Try it: For the entries below, the expected answer is the line with "point: dark suv -- mark one dot per instance", the line with "point: red car -- mark one dot per instance", and every line between them, exactly as written, and nothing more.

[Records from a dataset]
- Opening Delimiter -

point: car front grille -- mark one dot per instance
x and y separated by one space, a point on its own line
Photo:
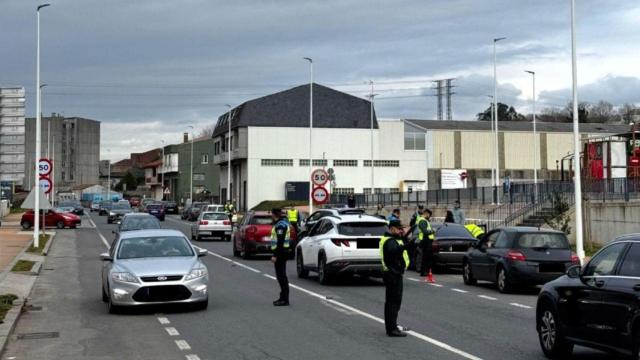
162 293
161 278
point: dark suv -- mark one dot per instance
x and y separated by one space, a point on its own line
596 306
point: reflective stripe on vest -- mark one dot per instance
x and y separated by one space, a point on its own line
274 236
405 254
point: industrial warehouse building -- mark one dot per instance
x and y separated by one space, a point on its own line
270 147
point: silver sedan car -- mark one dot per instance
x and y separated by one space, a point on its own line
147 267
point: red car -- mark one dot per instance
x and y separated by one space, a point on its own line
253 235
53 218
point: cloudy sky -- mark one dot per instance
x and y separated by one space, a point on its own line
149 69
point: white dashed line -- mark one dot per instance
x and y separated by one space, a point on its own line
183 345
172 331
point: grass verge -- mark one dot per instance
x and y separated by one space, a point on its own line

- Closing Delimiter -
- Opening Delimiter -

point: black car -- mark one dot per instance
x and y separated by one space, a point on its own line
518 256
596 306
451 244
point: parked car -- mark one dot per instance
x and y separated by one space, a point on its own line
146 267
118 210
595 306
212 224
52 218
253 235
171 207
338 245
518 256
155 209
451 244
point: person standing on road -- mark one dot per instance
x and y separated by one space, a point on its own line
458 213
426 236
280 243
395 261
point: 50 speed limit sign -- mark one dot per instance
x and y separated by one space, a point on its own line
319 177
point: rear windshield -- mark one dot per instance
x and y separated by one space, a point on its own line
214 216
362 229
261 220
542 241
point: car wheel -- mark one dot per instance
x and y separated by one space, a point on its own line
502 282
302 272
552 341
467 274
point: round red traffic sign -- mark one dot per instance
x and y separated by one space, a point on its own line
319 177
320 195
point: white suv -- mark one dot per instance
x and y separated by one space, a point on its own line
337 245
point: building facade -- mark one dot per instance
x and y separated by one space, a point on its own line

- Closing Delimiter -

Problem solution:
point: dark suv -- mark one dot per instance
x and y separated by one space, a point on its own line
596 306
point: reflective stripe on vest -- mark one dot per instance
x and y separated by one space, a point on its own line
274 236
405 254
point: industrial warehouse building -- mark one dot per instance
x and y separated by one space, a point on its own line
270 147
point: silver sedan car -- mark one dot per instance
x and y separated by one space, a point on its own line
147 267
point: red car -- mark one dot per instance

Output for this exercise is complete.